DOCUMENT EXCERPT:
Out of Mind

Do you believe that the things we’ve forgotten are the things we don’t mind forgetting? Maybe. The sad fact is, there are times when we look back, and we cannot remember at all.

Dementia – loss of memory learning, reasoning, judgment – is usually brought on by chronic, progressive structural or degenerative conditions that are irreversible. The factors are unknown but hereditary, like hypertension and diabetes, followed by a stroke or several little strokes. Dementia is different from forgetfulness due to normal aging and from delirium. Normal forgetfulness preserves general information and its symptoms do not interfere with normal functioning. Delirium is the onset of symptoms that usually takes hours or days and the severity fluctuates during a 24-hour period.

Derived from the Latin “de” (out) and “mens” (mind), dementia means being out of mind. According to the American Psychiatric Association’s Diagnostic and Statistical Manual of Mental Disorder !V (published 2000), “Dementia is a disorder characterized by multiple cognitive deficits that include impairment in memory.”

“The cognitive deficit must be severe enough to interfere with social and occupational functioning, the onset and course are gradual and insidious, and memory impairment is an early symptom. Losing valuables like wallets and keys , forgetting food cooking in the oven, and becoming unfamiliar with common places has been to, among others, are symptoms,” Dr. Waldemar Alarkon explains.

Dr Alarkon is a US-based Filipino psychiatrist who graduated from the University of Sto. Tomas. He is a member of the American Psychiatric Association and the Connecticut Psychiatric Society.

As the disease progresses, one may develops aphasia (cannot repeat names of persons or places, frequent use of vague references like “thing” or “it”), agnosia (cannot visually identify familiar objects or places) and apraxia (cannot copy simple drawings, brush teeth or comb hair). The individual also develops disturbance of executive functions such as budgeting, planning, organizing, and sequencing. Advanced stages exhibit severe memory impairment that the person forgets his occupation, schooling, family members or even his own reflection in the mirror.

TASKS TO CARRY OUT:
**a.** Write out the part of the dementia article from "Dementia – loss" to "a 24-hour period.".
**b.** Answer these questions on the dementia article:
(i) From which two Latin words is "dementia" derived?
(ii) Which university did Dr. Waldemar Alarkon graduate from?
(iii) What term does the article use for being unable to visually identify familiar objects or places?
**c.** Continue the dementia article from its final sentence.
None of the material is needed.

ENTRIES PROVIDED:
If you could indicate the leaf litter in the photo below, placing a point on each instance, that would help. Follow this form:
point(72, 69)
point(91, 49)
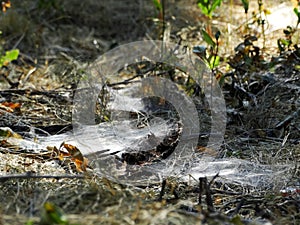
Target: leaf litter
point(269, 128)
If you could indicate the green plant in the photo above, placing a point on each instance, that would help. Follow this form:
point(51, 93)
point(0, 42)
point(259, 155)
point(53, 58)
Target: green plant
point(8, 56)
point(209, 55)
point(208, 7)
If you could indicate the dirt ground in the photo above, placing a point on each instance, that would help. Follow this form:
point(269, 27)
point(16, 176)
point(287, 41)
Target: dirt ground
point(58, 40)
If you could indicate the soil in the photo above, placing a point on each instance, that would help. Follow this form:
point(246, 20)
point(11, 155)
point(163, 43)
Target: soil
point(58, 40)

ANSWERS BY ITEM NUMBER:
**a.**
Dementia – loss of memory learning, reasoning, judgment – is usually brought on by chronic, progressive structural or degenerative conditions that are irreversible. The factors are unknown but hereditary, like hypertension and diabetes, followed by a stroke or several little strokes. Dementia is different from forgetfulness due to normal aging and from delirium. Normal forgetfulness preserves general information and its symptoms do not interfere with normal functioning. Delirium is the onset of symptoms that usually takes hours or days and the severity fluctuates during a 24-hour period.

**b.**
(i) "de" (out) and "mens" (mind)
(ii) The University of Sto. Tomas
(iii) Agnosia

**c.**
Dr. W. Alarkon adds, “When behavioral and psychiatric symptoms like confusion, screaming, head-banging, mutism, anxiety, depression, delusions, and hallucinations become severe, an individual requires supervised living, nursing, home care, hospitalization, or chronic institutional care.”


A demented patient’s mental status is characterized by loss; the schizophrenic by distortion, and the manic-depressives by mood exaggeration. In early dementia, patients may blame others or distort the reality situation in attempts to explain away their mistakes, unreasonable emotions may crop up.

Exercise and socialization are therapies. “But direct the patient away from demanding situations that are liable to exceed their capabilities. Family meetings with the physicians, nurses, and social workers, will help the family accept the limits of how much care can be accomplished,” Alarkon points out.

In old age, memory fades in the absence of apparent disease through a process for which science has no real explanation. But it does have a name: Benign senescent forgetfulness (senile dementia), which means failure in memory tend to proceed inversely with time while the past comes nearer.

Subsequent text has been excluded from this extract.